------ DATASET EXCERPTS ------

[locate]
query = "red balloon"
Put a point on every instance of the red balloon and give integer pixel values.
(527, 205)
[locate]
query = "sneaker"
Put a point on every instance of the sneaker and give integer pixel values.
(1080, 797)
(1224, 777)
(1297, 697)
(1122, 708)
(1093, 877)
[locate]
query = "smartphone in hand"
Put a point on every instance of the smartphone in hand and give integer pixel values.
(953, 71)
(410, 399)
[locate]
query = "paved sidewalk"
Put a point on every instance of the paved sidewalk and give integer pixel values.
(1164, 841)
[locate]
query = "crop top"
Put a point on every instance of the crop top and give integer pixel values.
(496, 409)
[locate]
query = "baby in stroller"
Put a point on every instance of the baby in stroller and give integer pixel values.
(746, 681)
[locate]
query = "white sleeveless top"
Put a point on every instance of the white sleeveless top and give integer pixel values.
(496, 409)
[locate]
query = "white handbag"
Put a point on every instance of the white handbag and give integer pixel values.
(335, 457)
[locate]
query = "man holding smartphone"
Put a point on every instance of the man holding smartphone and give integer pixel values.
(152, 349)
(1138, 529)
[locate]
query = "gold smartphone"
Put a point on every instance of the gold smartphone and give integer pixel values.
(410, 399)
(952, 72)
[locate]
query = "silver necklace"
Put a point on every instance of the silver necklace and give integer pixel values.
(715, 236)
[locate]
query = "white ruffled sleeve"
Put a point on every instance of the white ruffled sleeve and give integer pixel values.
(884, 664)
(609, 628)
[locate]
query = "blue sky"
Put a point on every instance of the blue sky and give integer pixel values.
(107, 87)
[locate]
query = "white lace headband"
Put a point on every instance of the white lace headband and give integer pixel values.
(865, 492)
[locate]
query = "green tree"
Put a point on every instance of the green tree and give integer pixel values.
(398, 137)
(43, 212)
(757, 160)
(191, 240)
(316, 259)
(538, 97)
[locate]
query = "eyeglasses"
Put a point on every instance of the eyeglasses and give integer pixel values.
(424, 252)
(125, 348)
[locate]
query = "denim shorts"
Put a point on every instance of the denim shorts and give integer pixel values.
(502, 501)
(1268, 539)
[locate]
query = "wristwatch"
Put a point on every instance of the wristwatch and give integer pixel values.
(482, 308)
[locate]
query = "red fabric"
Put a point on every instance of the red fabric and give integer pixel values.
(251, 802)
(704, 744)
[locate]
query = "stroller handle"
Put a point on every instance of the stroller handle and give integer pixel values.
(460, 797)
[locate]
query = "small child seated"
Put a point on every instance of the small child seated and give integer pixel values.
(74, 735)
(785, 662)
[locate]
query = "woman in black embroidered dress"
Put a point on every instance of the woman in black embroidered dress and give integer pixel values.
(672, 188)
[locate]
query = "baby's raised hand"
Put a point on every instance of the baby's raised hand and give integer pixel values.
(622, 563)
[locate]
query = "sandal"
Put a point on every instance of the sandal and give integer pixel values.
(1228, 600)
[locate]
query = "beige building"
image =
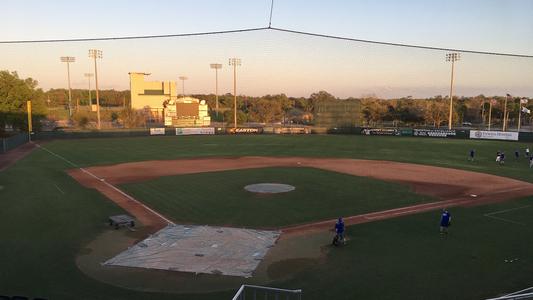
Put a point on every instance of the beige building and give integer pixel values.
(150, 94)
(160, 102)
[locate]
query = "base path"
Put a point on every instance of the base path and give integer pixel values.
(451, 186)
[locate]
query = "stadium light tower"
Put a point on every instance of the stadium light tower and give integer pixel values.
(68, 60)
(216, 67)
(453, 57)
(183, 78)
(522, 109)
(94, 53)
(235, 62)
(89, 75)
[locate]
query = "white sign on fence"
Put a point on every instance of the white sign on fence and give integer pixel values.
(494, 135)
(157, 131)
(191, 131)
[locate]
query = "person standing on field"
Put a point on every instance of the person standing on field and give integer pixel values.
(339, 232)
(472, 154)
(445, 221)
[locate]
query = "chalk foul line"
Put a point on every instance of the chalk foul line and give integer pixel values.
(102, 180)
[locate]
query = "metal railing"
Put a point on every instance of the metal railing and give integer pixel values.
(252, 292)
(522, 294)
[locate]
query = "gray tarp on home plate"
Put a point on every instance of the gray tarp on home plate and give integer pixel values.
(200, 249)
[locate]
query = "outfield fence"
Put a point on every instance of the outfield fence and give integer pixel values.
(522, 294)
(13, 142)
(254, 292)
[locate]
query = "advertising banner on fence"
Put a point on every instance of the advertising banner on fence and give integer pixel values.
(157, 131)
(245, 130)
(195, 131)
(434, 132)
(380, 131)
(291, 130)
(494, 135)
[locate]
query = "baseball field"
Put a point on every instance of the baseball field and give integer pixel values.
(54, 205)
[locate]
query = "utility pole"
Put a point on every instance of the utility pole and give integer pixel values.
(504, 127)
(183, 78)
(235, 62)
(94, 53)
(453, 57)
(89, 75)
(491, 101)
(216, 67)
(68, 60)
(521, 101)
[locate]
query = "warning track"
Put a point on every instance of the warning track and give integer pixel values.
(451, 186)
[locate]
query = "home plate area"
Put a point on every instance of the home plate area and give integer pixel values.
(200, 249)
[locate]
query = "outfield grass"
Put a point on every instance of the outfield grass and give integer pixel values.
(219, 198)
(46, 219)
(450, 153)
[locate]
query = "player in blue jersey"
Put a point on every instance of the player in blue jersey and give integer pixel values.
(445, 221)
(472, 154)
(339, 233)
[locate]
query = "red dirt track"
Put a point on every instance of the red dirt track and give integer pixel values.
(451, 186)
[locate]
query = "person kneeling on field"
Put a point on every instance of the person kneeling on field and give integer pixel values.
(339, 233)
(445, 221)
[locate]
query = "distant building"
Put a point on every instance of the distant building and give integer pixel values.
(159, 100)
(186, 112)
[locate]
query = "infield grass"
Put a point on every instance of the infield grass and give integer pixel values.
(219, 198)
(451, 153)
(47, 219)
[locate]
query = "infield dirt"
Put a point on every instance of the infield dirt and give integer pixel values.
(451, 186)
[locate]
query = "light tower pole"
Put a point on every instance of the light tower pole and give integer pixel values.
(216, 67)
(504, 127)
(521, 101)
(235, 62)
(453, 57)
(68, 60)
(183, 78)
(94, 53)
(89, 75)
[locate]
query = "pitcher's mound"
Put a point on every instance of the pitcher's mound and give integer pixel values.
(269, 188)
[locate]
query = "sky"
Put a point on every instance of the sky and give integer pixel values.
(278, 62)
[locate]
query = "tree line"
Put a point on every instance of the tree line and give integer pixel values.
(433, 111)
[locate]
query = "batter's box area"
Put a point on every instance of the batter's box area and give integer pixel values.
(200, 249)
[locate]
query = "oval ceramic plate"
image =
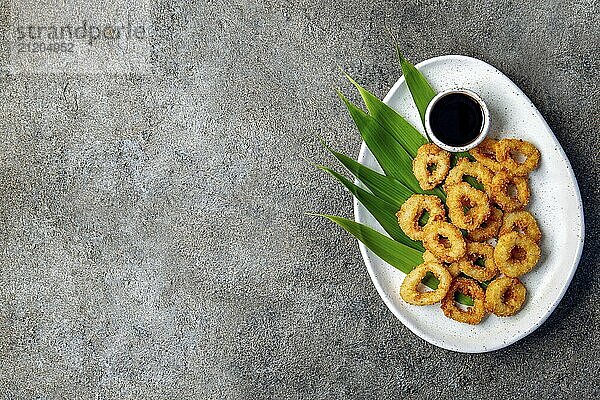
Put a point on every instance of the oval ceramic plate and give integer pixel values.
(555, 202)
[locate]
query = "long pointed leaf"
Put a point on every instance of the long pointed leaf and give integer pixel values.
(392, 157)
(396, 254)
(404, 133)
(384, 213)
(382, 186)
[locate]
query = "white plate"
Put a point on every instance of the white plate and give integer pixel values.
(555, 202)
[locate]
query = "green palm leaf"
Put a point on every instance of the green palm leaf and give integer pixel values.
(404, 133)
(396, 254)
(384, 212)
(390, 155)
(382, 186)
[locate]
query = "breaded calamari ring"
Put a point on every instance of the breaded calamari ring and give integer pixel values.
(472, 315)
(485, 153)
(444, 241)
(463, 195)
(413, 208)
(477, 251)
(431, 165)
(504, 154)
(505, 296)
(501, 193)
(516, 254)
(488, 228)
(451, 267)
(409, 289)
(522, 222)
(463, 168)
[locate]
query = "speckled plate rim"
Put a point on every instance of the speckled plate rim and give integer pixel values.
(366, 254)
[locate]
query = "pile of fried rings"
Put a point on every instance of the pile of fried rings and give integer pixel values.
(485, 241)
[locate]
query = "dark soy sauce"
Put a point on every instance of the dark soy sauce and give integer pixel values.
(456, 119)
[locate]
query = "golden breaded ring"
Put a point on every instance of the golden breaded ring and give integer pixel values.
(505, 296)
(409, 291)
(466, 168)
(429, 155)
(475, 251)
(463, 195)
(515, 254)
(485, 153)
(502, 197)
(522, 222)
(413, 208)
(472, 315)
(488, 228)
(504, 154)
(444, 241)
(451, 267)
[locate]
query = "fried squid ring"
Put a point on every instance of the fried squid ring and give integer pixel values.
(505, 296)
(431, 165)
(502, 193)
(505, 150)
(476, 251)
(472, 315)
(488, 228)
(413, 208)
(466, 168)
(515, 254)
(485, 153)
(444, 241)
(522, 222)
(451, 267)
(409, 290)
(463, 195)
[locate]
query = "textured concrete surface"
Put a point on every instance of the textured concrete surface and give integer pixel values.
(152, 232)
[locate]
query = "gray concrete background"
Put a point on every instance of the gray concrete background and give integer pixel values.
(152, 232)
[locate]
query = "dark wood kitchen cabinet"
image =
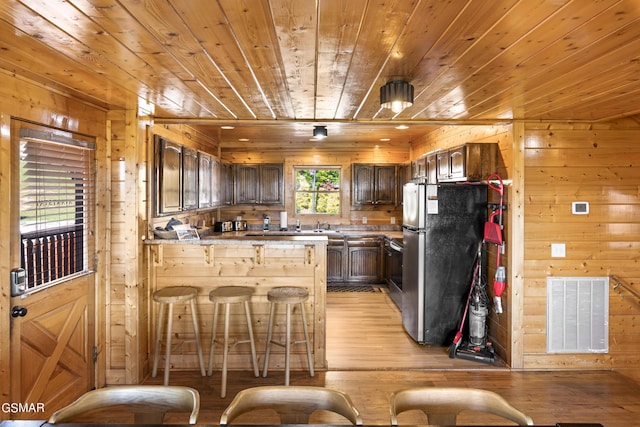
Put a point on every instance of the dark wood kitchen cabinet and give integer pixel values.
(373, 184)
(336, 260)
(259, 184)
(364, 260)
(226, 184)
(469, 162)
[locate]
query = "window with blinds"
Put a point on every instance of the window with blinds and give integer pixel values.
(56, 206)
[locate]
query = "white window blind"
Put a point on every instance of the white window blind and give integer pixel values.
(56, 206)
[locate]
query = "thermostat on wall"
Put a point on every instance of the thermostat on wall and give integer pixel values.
(580, 208)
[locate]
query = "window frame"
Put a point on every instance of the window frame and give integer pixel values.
(56, 252)
(340, 170)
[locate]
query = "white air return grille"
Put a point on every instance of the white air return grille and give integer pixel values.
(577, 314)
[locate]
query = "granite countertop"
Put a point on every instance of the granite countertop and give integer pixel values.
(306, 235)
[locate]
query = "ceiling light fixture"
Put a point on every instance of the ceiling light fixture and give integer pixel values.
(320, 132)
(396, 95)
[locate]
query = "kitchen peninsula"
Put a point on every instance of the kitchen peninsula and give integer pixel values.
(244, 259)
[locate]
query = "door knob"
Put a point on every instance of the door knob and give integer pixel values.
(18, 311)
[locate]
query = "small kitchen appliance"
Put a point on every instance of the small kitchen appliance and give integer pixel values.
(223, 226)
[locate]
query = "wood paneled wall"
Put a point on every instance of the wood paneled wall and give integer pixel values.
(24, 100)
(597, 163)
(320, 155)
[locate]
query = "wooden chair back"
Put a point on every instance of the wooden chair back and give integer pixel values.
(294, 404)
(147, 403)
(443, 404)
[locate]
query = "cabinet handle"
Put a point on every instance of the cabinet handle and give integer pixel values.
(309, 254)
(259, 250)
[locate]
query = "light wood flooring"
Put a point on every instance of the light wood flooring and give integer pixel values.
(369, 357)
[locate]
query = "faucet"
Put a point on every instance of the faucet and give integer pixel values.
(318, 225)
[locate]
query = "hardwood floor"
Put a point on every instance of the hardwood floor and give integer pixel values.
(370, 357)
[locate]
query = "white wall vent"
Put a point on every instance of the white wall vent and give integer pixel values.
(577, 314)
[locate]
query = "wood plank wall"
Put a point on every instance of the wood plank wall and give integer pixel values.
(597, 163)
(128, 346)
(24, 100)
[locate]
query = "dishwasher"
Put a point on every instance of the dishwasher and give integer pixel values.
(393, 265)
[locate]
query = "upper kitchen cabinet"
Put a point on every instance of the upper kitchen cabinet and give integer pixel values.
(259, 184)
(168, 176)
(373, 184)
(226, 184)
(189, 178)
(469, 162)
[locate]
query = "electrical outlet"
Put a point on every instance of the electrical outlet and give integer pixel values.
(558, 250)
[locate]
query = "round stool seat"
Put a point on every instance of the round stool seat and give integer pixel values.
(287, 295)
(290, 296)
(167, 298)
(173, 294)
(230, 294)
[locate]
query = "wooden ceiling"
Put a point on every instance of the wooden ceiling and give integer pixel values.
(274, 68)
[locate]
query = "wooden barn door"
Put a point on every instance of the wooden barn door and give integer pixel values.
(52, 347)
(52, 323)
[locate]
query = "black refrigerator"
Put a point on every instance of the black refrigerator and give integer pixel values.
(443, 225)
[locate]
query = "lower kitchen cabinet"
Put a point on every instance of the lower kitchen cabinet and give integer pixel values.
(364, 256)
(355, 260)
(336, 261)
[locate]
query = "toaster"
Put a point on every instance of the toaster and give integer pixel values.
(240, 225)
(223, 226)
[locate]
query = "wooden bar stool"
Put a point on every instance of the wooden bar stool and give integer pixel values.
(288, 295)
(168, 297)
(228, 295)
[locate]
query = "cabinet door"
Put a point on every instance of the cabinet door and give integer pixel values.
(204, 180)
(364, 260)
(190, 179)
(216, 181)
(457, 162)
(226, 173)
(246, 184)
(363, 189)
(335, 261)
(442, 165)
(432, 169)
(170, 177)
(385, 185)
(271, 184)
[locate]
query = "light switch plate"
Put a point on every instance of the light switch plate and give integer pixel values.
(558, 250)
(580, 208)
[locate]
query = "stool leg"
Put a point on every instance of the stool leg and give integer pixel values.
(214, 328)
(251, 340)
(269, 333)
(167, 356)
(225, 354)
(156, 353)
(196, 331)
(287, 346)
(306, 339)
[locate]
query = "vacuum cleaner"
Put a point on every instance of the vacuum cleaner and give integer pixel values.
(476, 346)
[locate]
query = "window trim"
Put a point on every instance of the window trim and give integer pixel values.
(44, 267)
(340, 169)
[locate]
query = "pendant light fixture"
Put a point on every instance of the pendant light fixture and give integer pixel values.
(320, 132)
(396, 95)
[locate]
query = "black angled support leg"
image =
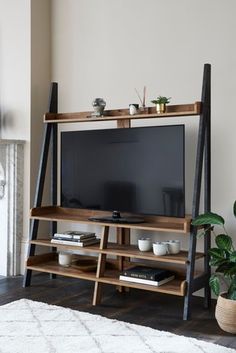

------

## PROBLEM TO WORK ON:
Extract each line of the rows above that contains the string "track" and copy those lines out unchanged.

## EXERCISE RESULT:
query = "warning track"
Put a point on every instance of the warning track and give integer pixel values.
query = "red dirt track"
Put a point on every instance of the red dirt track and give integer pixel values.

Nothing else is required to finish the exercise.